● Exercise requirements
Please return the records unchanged, starting at their first line and ending with the line that contains "[200,259,233,277]".

● Data records
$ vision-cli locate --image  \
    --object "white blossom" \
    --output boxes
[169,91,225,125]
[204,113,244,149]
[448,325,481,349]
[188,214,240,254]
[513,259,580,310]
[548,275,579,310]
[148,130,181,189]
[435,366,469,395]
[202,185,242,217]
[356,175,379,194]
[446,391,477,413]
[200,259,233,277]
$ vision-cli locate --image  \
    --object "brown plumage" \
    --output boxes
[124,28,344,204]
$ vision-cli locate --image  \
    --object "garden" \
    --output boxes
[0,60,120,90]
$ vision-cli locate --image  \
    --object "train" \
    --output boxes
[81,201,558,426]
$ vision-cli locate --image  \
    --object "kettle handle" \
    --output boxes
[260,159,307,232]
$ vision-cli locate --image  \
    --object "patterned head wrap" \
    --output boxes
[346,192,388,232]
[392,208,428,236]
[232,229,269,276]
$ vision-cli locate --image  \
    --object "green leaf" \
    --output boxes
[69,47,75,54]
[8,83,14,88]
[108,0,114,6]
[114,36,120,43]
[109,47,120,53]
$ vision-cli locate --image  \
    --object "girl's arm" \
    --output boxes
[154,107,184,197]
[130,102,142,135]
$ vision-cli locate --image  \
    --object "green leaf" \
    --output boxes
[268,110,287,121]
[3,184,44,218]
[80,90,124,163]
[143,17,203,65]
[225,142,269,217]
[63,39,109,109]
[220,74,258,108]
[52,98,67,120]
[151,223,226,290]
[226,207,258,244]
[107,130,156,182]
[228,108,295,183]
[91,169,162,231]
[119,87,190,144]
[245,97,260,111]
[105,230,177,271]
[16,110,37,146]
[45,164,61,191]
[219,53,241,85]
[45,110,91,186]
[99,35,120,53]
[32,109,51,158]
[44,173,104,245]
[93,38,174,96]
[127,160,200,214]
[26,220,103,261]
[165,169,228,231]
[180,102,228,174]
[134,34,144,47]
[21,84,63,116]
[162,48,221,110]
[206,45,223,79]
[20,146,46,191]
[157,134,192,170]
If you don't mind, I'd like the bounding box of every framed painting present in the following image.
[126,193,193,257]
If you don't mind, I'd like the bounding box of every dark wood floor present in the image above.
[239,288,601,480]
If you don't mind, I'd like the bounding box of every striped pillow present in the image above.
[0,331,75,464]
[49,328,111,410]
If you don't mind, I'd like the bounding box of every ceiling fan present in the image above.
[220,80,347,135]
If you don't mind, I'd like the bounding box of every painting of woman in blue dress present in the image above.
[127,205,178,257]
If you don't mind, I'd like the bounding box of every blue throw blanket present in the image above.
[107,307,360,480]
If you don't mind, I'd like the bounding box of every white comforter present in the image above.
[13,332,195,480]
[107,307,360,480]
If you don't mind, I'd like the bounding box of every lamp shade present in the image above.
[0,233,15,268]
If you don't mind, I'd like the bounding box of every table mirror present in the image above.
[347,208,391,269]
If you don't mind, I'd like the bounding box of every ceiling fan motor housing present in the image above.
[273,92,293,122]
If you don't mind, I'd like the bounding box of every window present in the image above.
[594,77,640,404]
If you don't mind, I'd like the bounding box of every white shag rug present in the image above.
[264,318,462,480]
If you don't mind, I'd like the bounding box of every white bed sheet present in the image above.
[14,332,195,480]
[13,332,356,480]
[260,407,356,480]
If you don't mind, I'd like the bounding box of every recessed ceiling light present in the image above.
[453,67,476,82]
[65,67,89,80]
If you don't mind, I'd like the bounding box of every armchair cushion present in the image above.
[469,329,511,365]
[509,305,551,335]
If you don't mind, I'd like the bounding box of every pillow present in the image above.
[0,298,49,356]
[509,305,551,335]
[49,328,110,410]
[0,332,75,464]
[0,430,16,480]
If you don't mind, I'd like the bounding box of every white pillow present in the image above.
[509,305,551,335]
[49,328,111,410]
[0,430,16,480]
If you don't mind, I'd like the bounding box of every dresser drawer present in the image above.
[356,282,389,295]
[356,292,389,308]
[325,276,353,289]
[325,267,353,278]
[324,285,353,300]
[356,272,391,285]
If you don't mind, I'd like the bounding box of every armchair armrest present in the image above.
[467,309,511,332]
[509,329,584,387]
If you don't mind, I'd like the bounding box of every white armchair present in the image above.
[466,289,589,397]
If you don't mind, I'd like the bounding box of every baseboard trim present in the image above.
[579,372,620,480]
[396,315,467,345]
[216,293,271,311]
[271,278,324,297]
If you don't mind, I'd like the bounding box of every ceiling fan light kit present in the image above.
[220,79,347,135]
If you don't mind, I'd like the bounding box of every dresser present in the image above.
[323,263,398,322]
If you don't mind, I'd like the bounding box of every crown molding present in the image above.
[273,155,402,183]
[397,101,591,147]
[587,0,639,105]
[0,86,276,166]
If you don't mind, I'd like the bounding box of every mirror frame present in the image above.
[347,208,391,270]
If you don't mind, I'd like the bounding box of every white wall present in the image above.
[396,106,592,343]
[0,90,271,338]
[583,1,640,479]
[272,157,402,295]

● Result of the task
$ vision-cli locate --image  \
    --object "white blossom" \
    --output boxes
[169,91,225,125]
[204,113,244,149]
[448,325,481,349]
[188,214,240,254]
[513,259,580,310]
[548,275,579,310]
[148,130,181,189]
[435,366,469,395]
[202,185,242,217]
[356,175,379,194]
[446,391,477,413]
[200,259,233,277]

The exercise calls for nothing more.